OBJECTIVE -
Reproduce every line of the records below without changes, leaving out the pictures.

(Rows from a box-labeling dataset)
·····
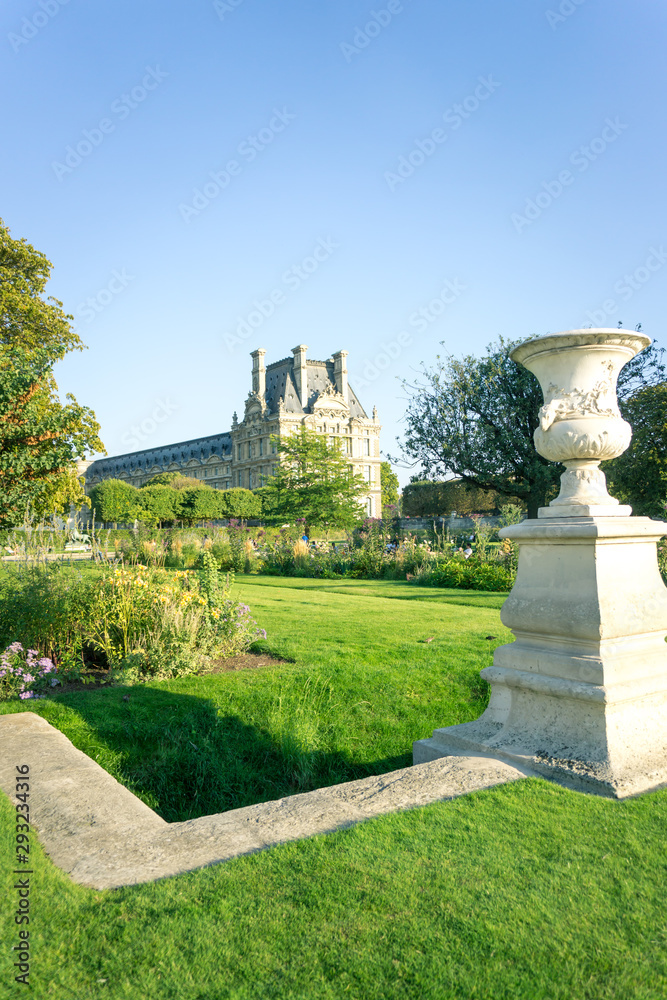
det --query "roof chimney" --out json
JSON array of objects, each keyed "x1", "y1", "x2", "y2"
[
  {"x1": 333, "y1": 351, "x2": 348, "y2": 402},
  {"x1": 250, "y1": 347, "x2": 266, "y2": 399},
  {"x1": 292, "y1": 344, "x2": 308, "y2": 410}
]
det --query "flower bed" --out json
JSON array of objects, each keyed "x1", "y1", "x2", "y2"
[{"x1": 0, "y1": 552, "x2": 266, "y2": 699}]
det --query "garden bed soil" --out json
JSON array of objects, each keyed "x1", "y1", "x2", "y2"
[{"x1": 49, "y1": 653, "x2": 293, "y2": 694}]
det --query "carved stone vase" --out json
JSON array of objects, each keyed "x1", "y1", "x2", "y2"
[
  {"x1": 511, "y1": 330, "x2": 651, "y2": 517},
  {"x1": 414, "y1": 330, "x2": 667, "y2": 798}
]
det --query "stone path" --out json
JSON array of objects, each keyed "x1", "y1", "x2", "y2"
·····
FINISHED ANSWER -
det --query "roof chimney" --out json
JSON array of objects, each keyed "x1", "y1", "x2", "y2"
[
  {"x1": 333, "y1": 351, "x2": 348, "y2": 402},
  {"x1": 250, "y1": 347, "x2": 266, "y2": 399},
  {"x1": 292, "y1": 344, "x2": 308, "y2": 410}
]
det --query "flower bed" --out json
JSON array of objects, each keyed "x1", "y1", "x2", "y2"
[{"x1": 0, "y1": 552, "x2": 266, "y2": 699}]
det --query "garden bed soil" --out json
JSON array of objects, each keyed "x1", "y1", "x2", "y2"
[{"x1": 49, "y1": 653, "x2": 293, "y2": 694}]
det --query "carved stone vase" --out json
JSON array of objects, each keyed "x1", "y1", "x2", "y2"
[
  {"x1": 511, "y1": 330, "x2": 651, "y2": 517},
  {"x1": 414, "y1": 330, "x2": 667, "y2": 798}
]
det --query "stone path" --out json
JSON array of objects, each keyed "x1", "y1", "x2", "y2"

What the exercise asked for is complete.